Written exercise 1 ▸
Answer these questions from the article on Peeli Sivam, one line each, with the same letters:
(a) In which hamlet was he born?
(b) What award was he given in 1995, and for what?
(c) Which stage troupe was associated with S.V.Sahasaranamam?
Written exercise 2 ▸
For each statement below, say whether the article on Peeli Sivam agrees with it. Answer yes or no and quote the deciding words.
(a) He played the lead role in Thoorathhu Idi Muzhakkam alongside Vijayakanth.
(b) Sivaji Ganesan brought him into stage plays.
(c) He died in Vellore.
Written exercise 3 ▸ Quote the article on Peeli Sivam from "- Born: P. L." up to and including "field of drama.".
═══ Extract to read ═══
- Born: P. L. Sivanappan 5 July 1938 Erode Tamilnadu, India
- Died: 25 September 2017 (aged 79) Vellore, Tamil Nadu, India
- Occupations: Film actor, Television actor, and stage actor
- Years active: 1958–2017

= Peeli Sivam =

Indian actor

P.L. Sivanappan known by his stage name credited as Peeli Sivam (5 July 1938 – 25 September 2017) was an Indian actor who featured around 400 Tamil-language films and plays from 1958 to 2017. He has featured in several films such as Muhammad bin Tughluq (1971) Malligai Poo (1973), Doorathu Idi Muzhakkam (1980), Poi Saatchi (1982),Mundhanai Mudichu (1983), Imaigal (1983), Azhagan (1991), Ejamaan (1993), Vetri Vinayagar (1996) and many more. He has also acted in television shows. In 1995, he was conferred the Kalaimamani award from the state of Tamil Nadu for his contributions in the field of drama.

== Early life ==
Born in a small hamlet, Pudupeerkadavu, near Bannari – Erode District, Tamil Nadu, Sivanappan had a passion for acting in his childhood days which later grew to the extent when he was brought to the limelight of stage plays by none other than Puratchi Thalaivar M.G.Ramachandran to pursue his career in stage plays and later on carried on to silver screen and small screen. He has co-starred in films with likes of film legends MGR and Sivaji Ganesan. Peeli Sivam belongs to the generation of actors who hailed from the Tamil theater. He has acted in many stage plays.

== Career ==
He had pursued acting as his profession and was into stage plays with his affiliation to stage troupes like National Theatres (R.S.Manohar), Seva Stage (S.V.Sahasaranamam), Manoramma troupe (Manoramma), Stage Friends (Komal Swaminathan) until mid 1970s. Later he switched his professional career to Silver screen and Small Screen and actively continued his profession until 2012.

=== Films ===
He has appeared in over 200 films as a supporting actor, villain character roles. He has played lead role in Thoorathhu Idi Muzhakkam alongside Vijayakanth and performed key roles in Cho's Tughlaq and K.Bhagyaraj's Poi Saatchi, Mundhanai Mudichu. He had been acting on numerous Tamil serials and sops. He has also acted in many films with Captain Vijayakanth like Captain Prabakaran, Nenjile Thunivirunthaal, Periya Marudhu, including the latter's debut directorial venture Virudhagiri.
═══ Extracted records ═══
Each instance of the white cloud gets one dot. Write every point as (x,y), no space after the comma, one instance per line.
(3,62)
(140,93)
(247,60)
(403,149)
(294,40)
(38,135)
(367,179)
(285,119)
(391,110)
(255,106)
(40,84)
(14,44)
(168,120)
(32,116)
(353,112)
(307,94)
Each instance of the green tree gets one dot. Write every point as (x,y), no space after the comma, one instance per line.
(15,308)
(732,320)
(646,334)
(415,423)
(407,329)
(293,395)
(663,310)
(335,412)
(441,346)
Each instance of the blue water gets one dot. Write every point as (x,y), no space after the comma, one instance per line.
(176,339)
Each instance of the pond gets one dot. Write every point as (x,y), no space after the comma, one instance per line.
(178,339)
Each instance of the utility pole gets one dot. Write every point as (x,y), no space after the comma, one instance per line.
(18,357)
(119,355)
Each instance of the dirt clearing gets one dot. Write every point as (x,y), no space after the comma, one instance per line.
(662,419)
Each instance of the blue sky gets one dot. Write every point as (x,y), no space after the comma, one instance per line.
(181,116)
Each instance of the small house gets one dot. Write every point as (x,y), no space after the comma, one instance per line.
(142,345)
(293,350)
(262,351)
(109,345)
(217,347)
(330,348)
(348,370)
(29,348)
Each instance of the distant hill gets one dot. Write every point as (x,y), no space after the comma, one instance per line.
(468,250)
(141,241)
═══
Written response 1 ▸
(a) Pudupeerkadavu, near Bannari in Erode District, Tamil Nadu.
(b) The Kalaimamani award from the state of Tamil Nadu, for his contributions in the field of drama.
(c) Seva Stage.

Written response 2 ▸
(a) Yes: "He has played lead role in Thoorathhu Idi Muzhakkam alongside Vijayakanth"
(b) No: "he was brought to the limelight of stage plays by none other than Puratchi Thalaivar M.G.Ramachandran"
(c) Yes: "Died: 25 September 2017 (aged 79) Vellore, Tamil Nadu, India"

Written response 3 ▸
- Born: P. L. Sivanappan 5 July 1938 Erode Tamilnadu, India
- Died: 25 September 2017 (aged 79) Vellore, Tamil Nadu, India
- Occupations: Film actor, Television actor, and stage actor
- Years active: 1958–2017

= Peeli Sivam =

Indian actor

P.L. Sivanappan known by his stage name credited as Peeli Sivam (5 July 1938 – 25 September 2017) was an Indian actor who featured around 400 Tamil-language films and plays from 1958 to 2017. He has featured in several films such as Muhammad bin Tughluq (1971) Malligai Poo (1973), Doorathu Idi Muzhakkam (1980), Poi Saatchi (1982),Mundhanai Mudichu (1983), Imaigal (1983), Azhagan (1991), Ejamaan (1993), Vetri Vinayagar (1996) and many more. He has also acted in television shows. In 1995, he was conferred the Kalaimamani award from the state of Tamil Nadu for his contributions in the field of drama.